# [Task prompt]
Rewrite everything from the line containing "Indicate a point on each instance of the man in" down to the line containing "x=834, y=182", swapping "wooden podium" for "wooden lectern" and changing nothing else.

* BEGIN Given records *

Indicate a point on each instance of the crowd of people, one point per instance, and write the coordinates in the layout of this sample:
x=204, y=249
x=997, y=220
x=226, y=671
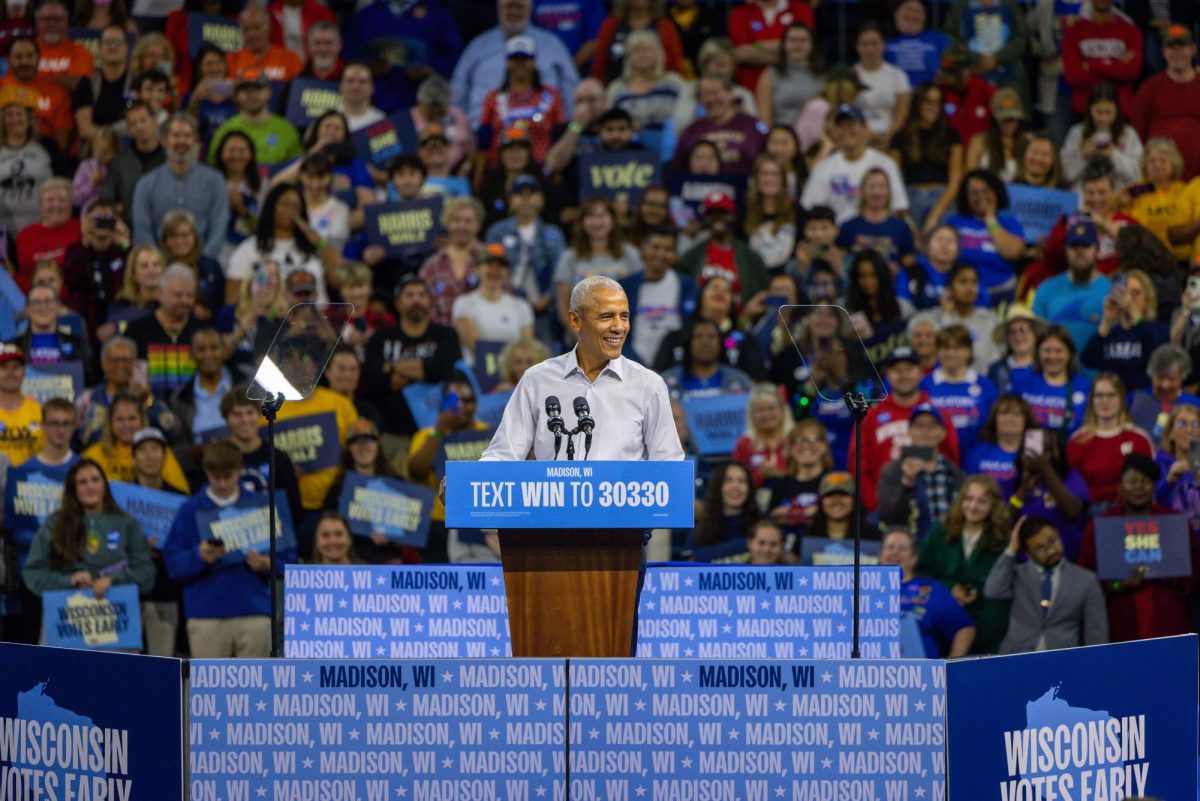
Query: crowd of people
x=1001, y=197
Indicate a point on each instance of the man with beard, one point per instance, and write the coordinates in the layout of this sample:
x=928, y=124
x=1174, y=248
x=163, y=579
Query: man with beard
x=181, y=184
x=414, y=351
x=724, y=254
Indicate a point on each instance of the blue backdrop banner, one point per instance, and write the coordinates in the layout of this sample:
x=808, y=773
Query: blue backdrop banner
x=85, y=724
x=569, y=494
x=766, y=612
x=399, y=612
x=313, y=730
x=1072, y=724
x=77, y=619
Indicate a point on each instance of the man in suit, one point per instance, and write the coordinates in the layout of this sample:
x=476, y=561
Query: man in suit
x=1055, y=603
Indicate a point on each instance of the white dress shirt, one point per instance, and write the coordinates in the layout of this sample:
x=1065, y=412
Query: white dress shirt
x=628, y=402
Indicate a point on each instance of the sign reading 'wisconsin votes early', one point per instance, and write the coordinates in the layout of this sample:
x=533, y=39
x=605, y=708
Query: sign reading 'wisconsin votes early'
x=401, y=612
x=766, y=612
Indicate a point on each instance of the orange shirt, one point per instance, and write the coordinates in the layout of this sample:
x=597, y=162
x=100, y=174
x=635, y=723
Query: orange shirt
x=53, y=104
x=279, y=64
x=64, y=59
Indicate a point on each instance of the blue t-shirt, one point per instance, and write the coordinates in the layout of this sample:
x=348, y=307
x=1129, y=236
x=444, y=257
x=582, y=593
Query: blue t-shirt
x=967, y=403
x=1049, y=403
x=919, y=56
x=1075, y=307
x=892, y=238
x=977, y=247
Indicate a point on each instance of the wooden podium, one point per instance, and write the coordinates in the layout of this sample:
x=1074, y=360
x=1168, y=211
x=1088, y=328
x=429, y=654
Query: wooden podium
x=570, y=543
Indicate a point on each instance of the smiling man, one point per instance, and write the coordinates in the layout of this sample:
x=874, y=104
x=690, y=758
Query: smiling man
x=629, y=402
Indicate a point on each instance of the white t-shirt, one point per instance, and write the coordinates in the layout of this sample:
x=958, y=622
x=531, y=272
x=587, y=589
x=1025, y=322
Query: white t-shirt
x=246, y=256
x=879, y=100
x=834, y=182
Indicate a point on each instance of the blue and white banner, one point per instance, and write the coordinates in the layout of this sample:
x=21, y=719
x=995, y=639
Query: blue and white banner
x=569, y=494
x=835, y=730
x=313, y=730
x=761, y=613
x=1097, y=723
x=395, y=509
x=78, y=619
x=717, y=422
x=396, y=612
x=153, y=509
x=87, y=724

* END Given records *

# [Task output]
Indicate a point on each instance of the man in suit, one point per instance, and write the coordinates in the layout of this sample:
x=476, y=561
Query: man in suit
x=1055, y=603
Indicate a point on each instance of the white dress shirt, one point per instance, and write the coordinates in the layout of this sample:
x=1065, y=412
Query: white dress shirt
x=628, y=402
Indicate a point on each instance of the sign reading 'wisconsin votes early', one point per instance, and write the coordinates in the layout of this sample:
x=533, y=39
x=605, y=708
Query: sign reading 'wisconsin votes early'
x=401, y=612
x=766, y=612
Indicate a point on each instance of the orange shirt, one point per instance, and write the coordinates in the layout of this sample:
x=597, y=162
x=100, y=174
x=635, y=723
Query: orange shirt
x=53, y=104
x=279, y=64
x=64, y=59
Indicate a point on each instance of the blue t-shirt, one point per instance, and write the coordinates in the layout of this sample:
x=348, y=307
x=1129, y=236
x=444, y=257
x=582, y=593
Query: blue t-shirt
x=967, y=403
x=1049, y=403
x=919, y=56
x=1075, y=307
x=892, y=238
x=977, y=247
Indicate a point on each instance of the wooden lectern, one point per instance, and write the coordinates in the layout of this sample:
x=1074, y=360
x=1168, y=211
x=1088, y=328
x=429, y=654
Query: wooden lectern
x=570, y=543
Indicate a point on each instance of the smiling man, one point per instance, and write the coordinates in the layout of this sample:
x=874, y=104
x=690, y=758
Query: smiling man
x=629, y=402
Indicate a point on each instance of the white t-shirt, one point per instance, and write the coordinates in the layout of this sample:
x=958, y=622
x=531, y=272
x=587, y=589
x=1025, y=322
Query: white t-shirt
x=246, y=256
x=879, y=100
x=834, y=182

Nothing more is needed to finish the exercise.